_What you need to do_
Return each line below holding the string "front".

──────

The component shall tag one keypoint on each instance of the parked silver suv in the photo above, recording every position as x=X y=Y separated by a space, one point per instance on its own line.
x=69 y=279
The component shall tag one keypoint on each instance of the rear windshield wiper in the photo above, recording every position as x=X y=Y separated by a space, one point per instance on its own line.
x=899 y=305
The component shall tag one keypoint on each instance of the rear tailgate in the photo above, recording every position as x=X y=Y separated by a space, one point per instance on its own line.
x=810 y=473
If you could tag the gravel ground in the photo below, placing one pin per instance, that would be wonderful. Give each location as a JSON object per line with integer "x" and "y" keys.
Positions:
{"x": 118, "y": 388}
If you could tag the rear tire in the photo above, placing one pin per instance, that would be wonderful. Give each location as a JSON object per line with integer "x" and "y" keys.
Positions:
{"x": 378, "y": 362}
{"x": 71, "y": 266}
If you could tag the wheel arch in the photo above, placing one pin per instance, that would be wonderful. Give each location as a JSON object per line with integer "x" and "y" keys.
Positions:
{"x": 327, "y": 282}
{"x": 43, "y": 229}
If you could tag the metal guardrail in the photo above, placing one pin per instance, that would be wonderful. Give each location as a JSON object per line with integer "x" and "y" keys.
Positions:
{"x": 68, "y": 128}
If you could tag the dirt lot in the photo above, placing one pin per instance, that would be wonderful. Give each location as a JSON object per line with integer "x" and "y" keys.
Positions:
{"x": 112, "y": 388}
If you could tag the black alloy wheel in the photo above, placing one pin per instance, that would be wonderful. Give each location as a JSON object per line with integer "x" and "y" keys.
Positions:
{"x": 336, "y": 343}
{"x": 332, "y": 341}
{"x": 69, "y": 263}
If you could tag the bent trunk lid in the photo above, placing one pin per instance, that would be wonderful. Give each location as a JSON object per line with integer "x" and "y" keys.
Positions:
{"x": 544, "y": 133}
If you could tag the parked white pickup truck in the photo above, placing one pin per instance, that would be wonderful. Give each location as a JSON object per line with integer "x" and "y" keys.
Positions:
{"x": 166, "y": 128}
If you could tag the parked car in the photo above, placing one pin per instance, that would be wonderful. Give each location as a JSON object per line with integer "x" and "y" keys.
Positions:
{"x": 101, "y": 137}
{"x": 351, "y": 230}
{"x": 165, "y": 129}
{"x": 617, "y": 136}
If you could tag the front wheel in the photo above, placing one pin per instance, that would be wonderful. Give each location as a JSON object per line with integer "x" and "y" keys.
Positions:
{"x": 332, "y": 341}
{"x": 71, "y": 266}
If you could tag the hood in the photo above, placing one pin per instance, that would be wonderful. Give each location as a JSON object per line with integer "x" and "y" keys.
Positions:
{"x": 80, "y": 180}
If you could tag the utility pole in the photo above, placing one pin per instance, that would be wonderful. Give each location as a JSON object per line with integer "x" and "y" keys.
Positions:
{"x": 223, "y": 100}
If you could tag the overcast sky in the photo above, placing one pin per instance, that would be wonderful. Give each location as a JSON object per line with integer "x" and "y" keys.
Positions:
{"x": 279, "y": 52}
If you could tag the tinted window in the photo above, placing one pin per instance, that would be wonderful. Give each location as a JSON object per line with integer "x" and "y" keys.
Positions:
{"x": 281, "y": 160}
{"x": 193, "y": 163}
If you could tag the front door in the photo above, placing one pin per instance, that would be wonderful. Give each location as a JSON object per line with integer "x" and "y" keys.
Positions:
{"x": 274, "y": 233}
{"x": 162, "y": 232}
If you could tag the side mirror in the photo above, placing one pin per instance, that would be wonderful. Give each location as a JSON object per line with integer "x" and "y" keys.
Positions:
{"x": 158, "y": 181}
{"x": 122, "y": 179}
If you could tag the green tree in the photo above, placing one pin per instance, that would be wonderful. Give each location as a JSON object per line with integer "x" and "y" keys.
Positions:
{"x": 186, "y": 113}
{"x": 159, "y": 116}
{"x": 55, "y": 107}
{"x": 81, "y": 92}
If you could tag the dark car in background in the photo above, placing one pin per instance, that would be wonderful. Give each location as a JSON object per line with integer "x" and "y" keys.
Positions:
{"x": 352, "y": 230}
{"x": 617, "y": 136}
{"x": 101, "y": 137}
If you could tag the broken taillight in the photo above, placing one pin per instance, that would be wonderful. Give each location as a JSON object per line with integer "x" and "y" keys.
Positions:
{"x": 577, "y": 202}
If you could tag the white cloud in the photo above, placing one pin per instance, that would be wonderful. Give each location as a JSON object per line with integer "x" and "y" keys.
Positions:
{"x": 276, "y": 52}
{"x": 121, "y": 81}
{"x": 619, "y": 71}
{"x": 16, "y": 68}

──────

_Exercise solution_
If you could tag the front wheel in the photo above, placing one pin per instance, that would be wonderful. Give each location as a JSON object per line with integer "x" and "y" keys.
If you could tag the front door in the photo above, placing one pin per instance, that would be wonderful. Give each location as a JSON object per line with integer "x" and "y" keys.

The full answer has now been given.